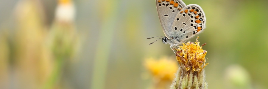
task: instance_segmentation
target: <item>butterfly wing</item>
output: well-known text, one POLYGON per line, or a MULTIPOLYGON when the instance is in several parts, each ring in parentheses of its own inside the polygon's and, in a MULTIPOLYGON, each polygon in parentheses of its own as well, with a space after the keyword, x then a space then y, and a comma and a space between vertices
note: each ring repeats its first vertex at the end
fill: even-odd
POLYGON ((174 20, 186 5, 181 0, 156 0, 156 7, 165 35, 170 39, 172 26, 174 20))
POLYGON ((197 4, 186 6, 174 19, 170 36, 178 42, 193 37, 204 31, 206 27, 205 13, 197 4))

GIVEN INSTRUCTION
Reproduce every entry above word for word, omitting the pictures.

ANSWER TO THIS TASK
task: instance_segmentation
target: <item>butterfly wing</item>
output: well-known text, one POLYGON per line, or a MULTIPOLYGON when the instance is in several parts, each ring in parentheses of its own inside the polygon's and, in a MULTIPOLYGON, each polygon in parentheses of its own as well, with a space after the keyword, x then a space then y, and a comma and a space between vertices
note: each ring repeats its first vertex at the end
fill: even-odd
POLYGON ((174 20, 186 5, 181 0, 156 0, 156 7, 165 35, 170 39, 172 26, 174 20))
POLYGON ((197 4, 186 6, 174 19, 170 36, 178 42, 193 37, 204 31, 206 27, 205 13, 197 4))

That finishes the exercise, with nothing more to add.